- _Problem requirements_:
Drop the pictures; give again exactly the lines from the one holding "Point to the wooden easel, one" through the end of the data.

Source data

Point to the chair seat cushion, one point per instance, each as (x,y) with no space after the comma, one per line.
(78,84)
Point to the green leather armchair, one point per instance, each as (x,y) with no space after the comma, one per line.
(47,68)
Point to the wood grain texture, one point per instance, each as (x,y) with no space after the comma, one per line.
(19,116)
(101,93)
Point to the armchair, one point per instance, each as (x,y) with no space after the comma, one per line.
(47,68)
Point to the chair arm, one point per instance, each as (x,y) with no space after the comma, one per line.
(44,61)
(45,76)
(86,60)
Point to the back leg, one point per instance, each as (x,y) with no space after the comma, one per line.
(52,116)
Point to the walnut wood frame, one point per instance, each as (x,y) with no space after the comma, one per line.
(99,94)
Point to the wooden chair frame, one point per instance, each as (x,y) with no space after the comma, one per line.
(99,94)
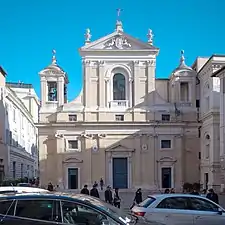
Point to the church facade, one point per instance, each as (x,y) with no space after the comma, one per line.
(126,126)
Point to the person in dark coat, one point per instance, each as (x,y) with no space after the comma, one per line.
(94,191)
(50,187)
(85,190)
(108,195)
(116,200)
(138,196)
(194,192)
(212,196)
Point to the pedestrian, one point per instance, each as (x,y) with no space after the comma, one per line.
(167,191)
(108,195)
(138,196)
(101,183)
(213,196)
(85,190)
(194,192)
(116,199)
(94,191)
(50,187)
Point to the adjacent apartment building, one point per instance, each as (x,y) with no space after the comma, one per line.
(19,137)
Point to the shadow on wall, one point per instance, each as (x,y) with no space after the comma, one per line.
(132,162)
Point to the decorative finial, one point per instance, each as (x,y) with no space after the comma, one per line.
(88,36)
(54,57)
(182,58)
(119,25)
(150,36)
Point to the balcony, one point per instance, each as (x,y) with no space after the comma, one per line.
(118,104)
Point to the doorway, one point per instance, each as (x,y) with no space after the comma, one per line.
(73,178)
(166,177)
(120,173)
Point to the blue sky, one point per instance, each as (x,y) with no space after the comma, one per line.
(31,29)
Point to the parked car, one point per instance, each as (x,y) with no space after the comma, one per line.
(52,208)
(24,185)
(15,190)
(180,209)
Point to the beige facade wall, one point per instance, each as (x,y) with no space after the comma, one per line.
(153,111)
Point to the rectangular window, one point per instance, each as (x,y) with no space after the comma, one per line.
(166,177)
(14,114)
(165,117)
(165,144)
(52,91)
(119,117)
(14,170)
(72,118)
(73,178)
(21,172)
(36,210)
(184,91)
(207,151)
(73,144)
(223,85)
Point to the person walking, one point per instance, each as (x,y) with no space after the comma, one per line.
(101,183)
(213,196)
(116,200)
(85,190)
(94,191)
(108,195)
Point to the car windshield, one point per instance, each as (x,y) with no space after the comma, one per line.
(115,212)
(147,202)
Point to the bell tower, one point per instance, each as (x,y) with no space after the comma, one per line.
(53,85)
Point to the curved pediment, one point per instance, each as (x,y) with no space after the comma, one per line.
(119,148)
(72,160)
(167,159)
(118,41)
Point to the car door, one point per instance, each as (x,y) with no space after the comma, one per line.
(36,212)
(206,212)
(7,211)
(174,211)
(81,214)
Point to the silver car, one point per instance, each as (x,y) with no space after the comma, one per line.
(180,209)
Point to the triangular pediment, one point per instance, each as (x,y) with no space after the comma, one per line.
(72,160)
(119,148)
(118,41)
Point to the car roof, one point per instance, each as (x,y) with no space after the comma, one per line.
(162,196)
(52,195)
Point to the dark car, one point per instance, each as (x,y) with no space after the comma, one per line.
(43,209)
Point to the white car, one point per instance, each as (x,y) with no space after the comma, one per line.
(18,190)
(180,209)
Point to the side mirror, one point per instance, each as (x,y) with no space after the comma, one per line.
(220,211)
(104,222)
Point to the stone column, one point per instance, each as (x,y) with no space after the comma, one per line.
(60,91)
(130,92)
(136,81)
(101,80)
(87,82)
(44,91)
(151,76)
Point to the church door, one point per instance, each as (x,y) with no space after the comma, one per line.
(120,173)
(72,178)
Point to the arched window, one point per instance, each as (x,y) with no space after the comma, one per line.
(119,87)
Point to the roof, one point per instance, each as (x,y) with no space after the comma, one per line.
(215,74)
(2,71)
(217,55)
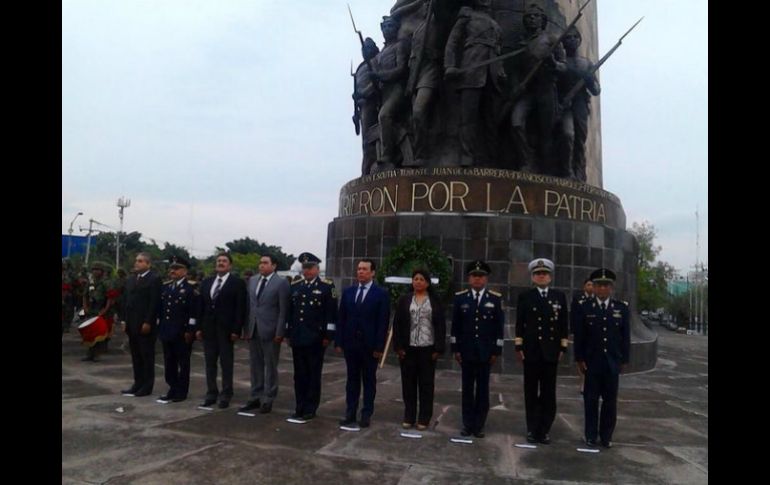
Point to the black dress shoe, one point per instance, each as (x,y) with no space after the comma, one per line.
(249,406)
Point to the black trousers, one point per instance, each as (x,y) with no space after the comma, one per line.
(600,382)
(475,394)
(539,396)
(218,346)
(176,360)
(418,371)
(308,367)
(143,360)
(362,368)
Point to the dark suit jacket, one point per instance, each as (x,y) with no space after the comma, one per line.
(541,326)
(402,323)
(365,325)
(142,302)
(228,311)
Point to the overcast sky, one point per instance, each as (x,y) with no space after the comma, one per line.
(226,119)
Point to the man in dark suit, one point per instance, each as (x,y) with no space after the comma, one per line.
(311,325)
(541,340)
(223,311)
(602,345)
(180,305)
(362,324)
(477,340)
(264,330)
(141,312)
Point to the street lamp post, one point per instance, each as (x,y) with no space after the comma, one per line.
(122,204)
(69,239)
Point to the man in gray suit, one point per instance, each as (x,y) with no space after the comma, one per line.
(265,328)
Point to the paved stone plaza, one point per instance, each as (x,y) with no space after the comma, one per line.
(661,435)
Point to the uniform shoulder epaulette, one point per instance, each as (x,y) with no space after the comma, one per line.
(465,12)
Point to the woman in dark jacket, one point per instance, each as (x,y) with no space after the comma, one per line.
(419,334)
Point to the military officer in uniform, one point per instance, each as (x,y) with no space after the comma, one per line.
(574,311)
(602,345)
(541,340)
(312,321)
(477,340)
(180,305)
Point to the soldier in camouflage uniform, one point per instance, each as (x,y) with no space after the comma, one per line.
(67,296)
(97,301)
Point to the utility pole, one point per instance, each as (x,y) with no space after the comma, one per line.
(69,240)
(88,241)
(122,204)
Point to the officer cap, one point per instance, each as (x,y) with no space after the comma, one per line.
(541,264)
(308,260)
(477,268)
(177,261)
(603,275)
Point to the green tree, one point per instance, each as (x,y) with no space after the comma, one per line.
(652,275)
(247,245)
(243,262)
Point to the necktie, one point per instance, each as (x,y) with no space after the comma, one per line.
(261,287)
(217,289)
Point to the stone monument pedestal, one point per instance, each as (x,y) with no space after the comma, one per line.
(504,217)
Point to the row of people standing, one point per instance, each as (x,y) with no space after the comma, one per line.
(223,310)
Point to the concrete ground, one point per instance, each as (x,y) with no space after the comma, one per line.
(661,434)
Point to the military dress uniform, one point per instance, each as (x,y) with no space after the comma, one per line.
(311,320)
(602,342)
(477,335)
(541,334)
(180,306)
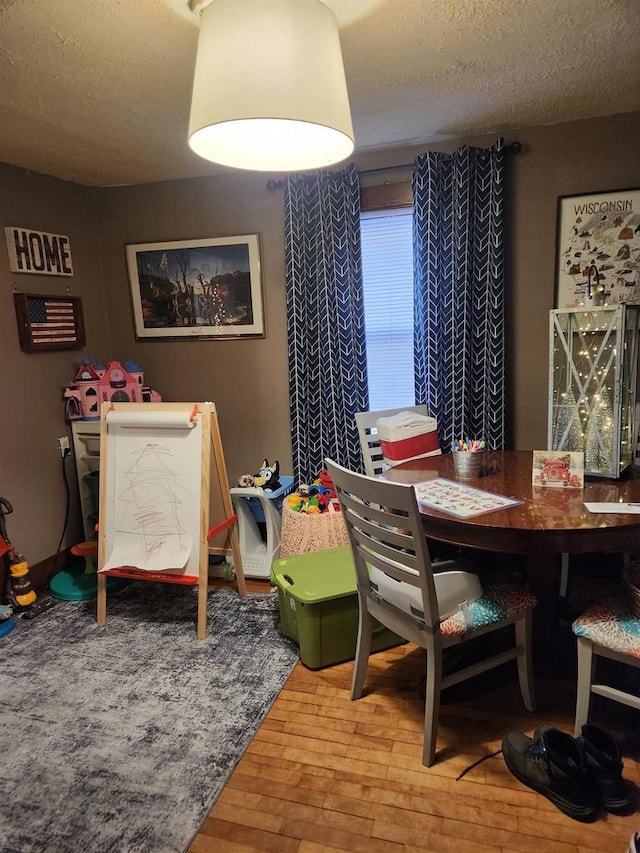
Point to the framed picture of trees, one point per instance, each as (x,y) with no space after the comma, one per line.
(205,289)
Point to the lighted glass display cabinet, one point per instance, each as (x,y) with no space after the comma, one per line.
(592,385)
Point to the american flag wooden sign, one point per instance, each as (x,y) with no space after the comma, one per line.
(49,322)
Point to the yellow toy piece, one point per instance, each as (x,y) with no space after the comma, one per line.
(21,587)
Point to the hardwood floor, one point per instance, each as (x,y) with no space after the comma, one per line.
(324,773)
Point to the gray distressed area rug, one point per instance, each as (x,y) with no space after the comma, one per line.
(120,738)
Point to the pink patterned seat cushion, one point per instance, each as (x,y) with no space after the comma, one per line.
(497,603)
(612,624)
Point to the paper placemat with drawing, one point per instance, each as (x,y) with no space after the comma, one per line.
(459,499)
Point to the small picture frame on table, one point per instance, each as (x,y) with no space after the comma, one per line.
(558,469)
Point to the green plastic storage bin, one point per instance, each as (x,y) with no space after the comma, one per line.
(319,607)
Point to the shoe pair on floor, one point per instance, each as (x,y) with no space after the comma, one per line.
(580,775)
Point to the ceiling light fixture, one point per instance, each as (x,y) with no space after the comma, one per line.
(269,91)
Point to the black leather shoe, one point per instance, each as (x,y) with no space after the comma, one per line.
(604,765)
(552,764)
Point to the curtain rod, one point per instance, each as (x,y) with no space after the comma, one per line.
(513,148)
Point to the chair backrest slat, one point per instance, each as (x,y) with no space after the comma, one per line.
(385,532)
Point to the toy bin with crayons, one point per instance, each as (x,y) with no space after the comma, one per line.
(319,607)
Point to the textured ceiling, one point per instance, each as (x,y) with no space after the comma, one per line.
(98,91)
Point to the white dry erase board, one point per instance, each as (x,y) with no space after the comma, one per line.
(156,494)
(151,512)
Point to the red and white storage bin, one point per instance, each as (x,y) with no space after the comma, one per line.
(406,436)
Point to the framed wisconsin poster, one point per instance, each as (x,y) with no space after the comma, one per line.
(598,246)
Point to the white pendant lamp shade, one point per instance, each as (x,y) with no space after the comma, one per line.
(269,91)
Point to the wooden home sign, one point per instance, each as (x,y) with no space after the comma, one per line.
(38,252)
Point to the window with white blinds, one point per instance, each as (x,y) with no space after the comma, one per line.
(387,268)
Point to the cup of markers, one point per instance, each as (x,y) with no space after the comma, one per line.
(467,456)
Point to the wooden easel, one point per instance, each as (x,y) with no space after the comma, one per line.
(214,487)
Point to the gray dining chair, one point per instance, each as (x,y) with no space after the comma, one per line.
(396,588)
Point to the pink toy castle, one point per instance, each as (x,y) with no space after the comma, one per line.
(94,384)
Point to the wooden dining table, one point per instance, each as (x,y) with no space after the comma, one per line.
(547,519)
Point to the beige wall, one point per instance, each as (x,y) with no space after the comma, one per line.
(248,378)
(31,476)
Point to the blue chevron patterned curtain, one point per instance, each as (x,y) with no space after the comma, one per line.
(325,319)
(459,292)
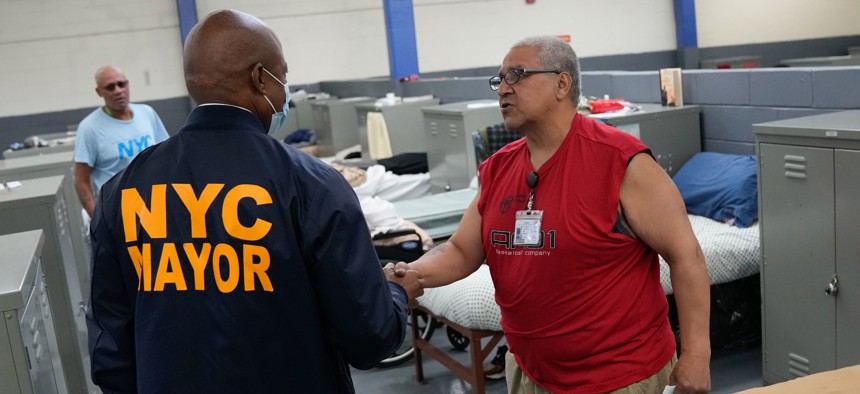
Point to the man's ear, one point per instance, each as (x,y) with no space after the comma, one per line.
(565,83)
(257,80)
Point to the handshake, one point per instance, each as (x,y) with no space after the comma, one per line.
(407,278)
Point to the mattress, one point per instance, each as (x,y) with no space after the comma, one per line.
(730,253)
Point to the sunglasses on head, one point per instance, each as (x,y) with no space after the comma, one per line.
(113,85)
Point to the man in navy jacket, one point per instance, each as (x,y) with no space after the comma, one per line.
(225,261)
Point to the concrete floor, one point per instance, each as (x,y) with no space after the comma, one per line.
(731,371)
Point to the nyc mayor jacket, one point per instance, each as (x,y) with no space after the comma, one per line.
(227,262)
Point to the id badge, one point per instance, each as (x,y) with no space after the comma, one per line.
(527,229)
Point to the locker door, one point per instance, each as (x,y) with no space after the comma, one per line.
(797,242)
(848,257)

- _Task solution_:
Point to the wooden easel, one point per instance, each as (x,y) with no space after the comma, one per line.
(214,487)
Point to the gray dining chair, one point per instance, each as (x,y) with no space after the comma, one per line.
(396,588)
Point to the pink toy castle, one point per instance, each as (x,y) with no space after the comma, one per line.
(94,384)
Point to the wooden dining table, one point per instance, each as (x,y) with no space after the comma, one per line.
(547,519)
Point to the beige wall, one point per instance, each as (x,y) with no space after the comma, one per line.
(248,378)
(31,476)
Point to the blue chevron patterned curtain, one point per instance, each as (x,y) with no space after the comma, one per line.
(325,319)
(459,292)
Point to the man's ear, one point per instance, each as (x,y) with no space after the comma, one per line.
(565,83)
(257,80)
Point to the handshake, one point per instance, each as (x,y) with no space after the comma, one per line.
(407,278)
Point to the mattress, one point per instance, each as (x,y) with no space after the comma, one per line.
(730,253)
Point to the sunglasses on head, one point per instance, each as (x,y) with no space after the comma, one per line.
(113,85)
Point to the man in navy jacket, one point per instance, each as (x,y) with no space after the comma, one per line.
(225,261)
Point to the concrete floor, one point per instance, each as (x,y) with no space after the comma, one per line.
(731,371)
Point to the nyc mayor jacket, one point per instance, each as (x,y) with no space after the comma, one per line.
(227,262)
Point to the id badge, one point per instance, each as (x,y) with no space after the comma, one per line.
(527,229)
Point to the locker door, one point per instance, each as (x,y) with no space after the comma, one per line.
(797,242)
(848,257)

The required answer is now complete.